### Assignment
The output is a word-for-word repeat of the listing below, free of images.
+ + + + +
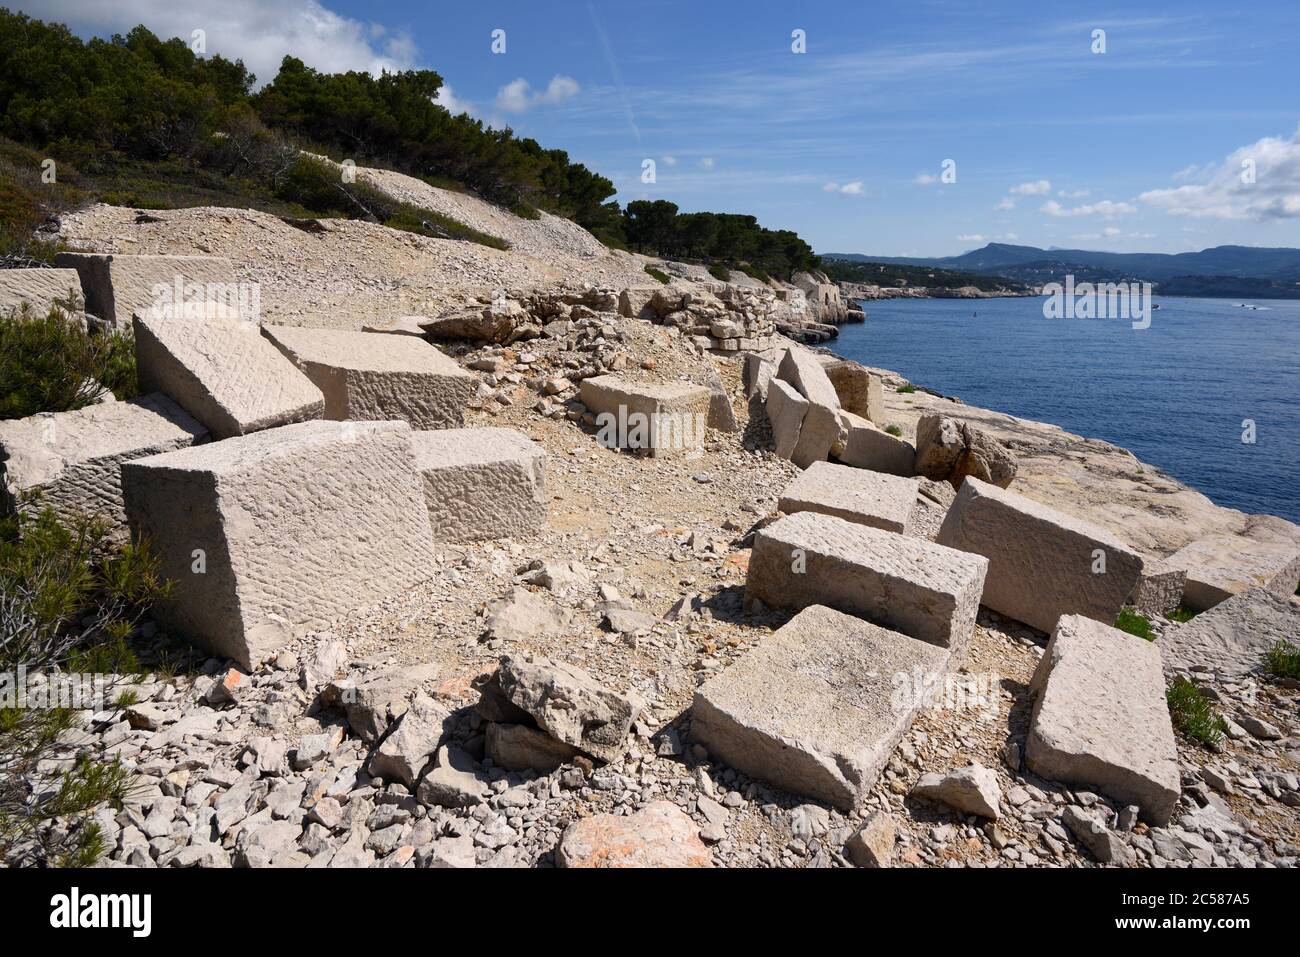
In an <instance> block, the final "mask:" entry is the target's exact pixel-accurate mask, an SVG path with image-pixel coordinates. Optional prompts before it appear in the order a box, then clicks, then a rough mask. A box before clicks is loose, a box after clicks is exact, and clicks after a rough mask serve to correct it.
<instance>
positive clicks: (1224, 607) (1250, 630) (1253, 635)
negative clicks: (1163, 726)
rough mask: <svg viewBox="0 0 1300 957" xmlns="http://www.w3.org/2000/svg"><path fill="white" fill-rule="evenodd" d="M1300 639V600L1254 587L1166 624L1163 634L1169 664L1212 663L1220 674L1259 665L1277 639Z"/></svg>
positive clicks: (1278, 640)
+ + + + +
### Response to the exercise
In an <instance> block, the final "mask:" entry is the target's exact pixel-accurate mask, an SVG path with image-pixel coordinates. Optional prompts before it appear in the order a box, then clicks, then a rough mask. A box before clicks is loose, a box after clicks is exact, and clicks after a rough mask serve to correct it.
<instance>
positive clicks: (1224, 607) (1250, 630) (1253, 635)
negative clicks: (1163, 726)
rough mask: <svg viewBox="0 0 1300 957" xmlns="http://www.w3.org/2000/svg"><path fill="white" fill-rule="evenodd" d="M1300 639V600L1254 587L1166 624L1163 634L1169 664L1212 663L1220 674L1259 665L1277 639Z"/></svg>
positive clicks: (1278, 640)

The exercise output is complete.